* _Exercise_: In the excerpt below on confidence intervals, why might a CI method being "slightly off" not be a big deal in practice? Answer in one to three sentences.

* _Quoted passage_:
========
This pattern could also be an artifact of how the real-data simulation is constructed. Because we subsample from large benchmarks — and large benchmarks contain correlated items and difficulty clusters — a random draw of N = 20 items can easily land in a sparse or lopsided regime that would be unusual in a carefully curated, representative eval set. In a smaller, purpose-built evaluation that attempts reasonable coverage of difficulty, the dominance and sparsity problems would largely disappear.
Finally, the situations where Tango under-performs are also extreme cases where CIs don't tell us much —if one model completely dominates in performance (0% vs 80%), merely eyeballing mean differences may be enough. Similarly, if both models perform very poorly (2% vs 2%), statistics are similarly not that informative. So if a CI method is "slightly off", it may not be a big deal in practice.
========
* _Data listing_:
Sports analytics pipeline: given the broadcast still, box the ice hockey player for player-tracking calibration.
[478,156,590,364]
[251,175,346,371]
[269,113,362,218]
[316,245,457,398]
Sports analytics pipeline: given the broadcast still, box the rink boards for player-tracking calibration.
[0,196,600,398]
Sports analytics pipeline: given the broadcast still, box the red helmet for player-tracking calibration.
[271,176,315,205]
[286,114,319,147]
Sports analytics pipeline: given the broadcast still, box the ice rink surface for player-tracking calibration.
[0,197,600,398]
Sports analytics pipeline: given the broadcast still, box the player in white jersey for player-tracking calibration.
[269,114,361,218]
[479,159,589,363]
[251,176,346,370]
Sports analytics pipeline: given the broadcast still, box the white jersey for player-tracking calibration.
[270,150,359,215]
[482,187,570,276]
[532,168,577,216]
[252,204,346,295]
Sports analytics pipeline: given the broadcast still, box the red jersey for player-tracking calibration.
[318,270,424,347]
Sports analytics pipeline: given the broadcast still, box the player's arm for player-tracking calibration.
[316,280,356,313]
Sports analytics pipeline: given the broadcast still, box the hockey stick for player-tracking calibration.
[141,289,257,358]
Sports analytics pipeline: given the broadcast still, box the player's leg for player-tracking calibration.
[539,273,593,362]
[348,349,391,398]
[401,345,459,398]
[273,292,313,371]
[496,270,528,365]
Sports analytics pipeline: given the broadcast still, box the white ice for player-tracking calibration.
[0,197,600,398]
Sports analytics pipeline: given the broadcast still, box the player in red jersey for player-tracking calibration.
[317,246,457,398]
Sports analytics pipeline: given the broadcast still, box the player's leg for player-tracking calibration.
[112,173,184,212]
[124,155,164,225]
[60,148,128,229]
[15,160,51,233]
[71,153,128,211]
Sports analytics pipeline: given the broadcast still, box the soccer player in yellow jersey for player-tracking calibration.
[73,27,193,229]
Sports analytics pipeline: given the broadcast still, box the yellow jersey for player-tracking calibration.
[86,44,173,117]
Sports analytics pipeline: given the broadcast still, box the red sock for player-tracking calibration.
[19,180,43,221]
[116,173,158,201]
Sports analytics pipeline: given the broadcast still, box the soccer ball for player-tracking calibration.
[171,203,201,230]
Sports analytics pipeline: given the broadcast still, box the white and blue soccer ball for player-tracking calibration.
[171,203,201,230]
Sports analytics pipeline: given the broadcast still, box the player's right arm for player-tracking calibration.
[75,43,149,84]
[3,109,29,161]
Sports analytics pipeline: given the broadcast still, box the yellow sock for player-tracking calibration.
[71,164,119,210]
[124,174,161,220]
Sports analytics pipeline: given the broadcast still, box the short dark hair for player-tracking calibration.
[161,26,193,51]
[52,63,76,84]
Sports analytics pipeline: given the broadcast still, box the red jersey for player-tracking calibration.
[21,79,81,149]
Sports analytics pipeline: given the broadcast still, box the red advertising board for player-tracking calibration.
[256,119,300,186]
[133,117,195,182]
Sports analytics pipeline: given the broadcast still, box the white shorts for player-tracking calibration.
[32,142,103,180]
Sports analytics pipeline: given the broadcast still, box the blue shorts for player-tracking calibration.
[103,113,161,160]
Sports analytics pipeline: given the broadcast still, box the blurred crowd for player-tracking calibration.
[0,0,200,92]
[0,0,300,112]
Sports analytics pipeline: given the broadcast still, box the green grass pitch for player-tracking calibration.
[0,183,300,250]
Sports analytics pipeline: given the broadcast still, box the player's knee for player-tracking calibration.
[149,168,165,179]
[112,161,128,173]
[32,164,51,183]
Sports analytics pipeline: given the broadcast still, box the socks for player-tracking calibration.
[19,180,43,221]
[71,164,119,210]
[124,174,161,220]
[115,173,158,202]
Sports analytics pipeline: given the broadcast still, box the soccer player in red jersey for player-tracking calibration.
========
* _Answer below_: Tango under-performs only in extreme cases where CIs tell us little anyway. When one model completely dominates (0% vs 80%), eyeballing mean differences may be enough. When both models perform very poorly (2% vs 2%), statistics are not very informative either.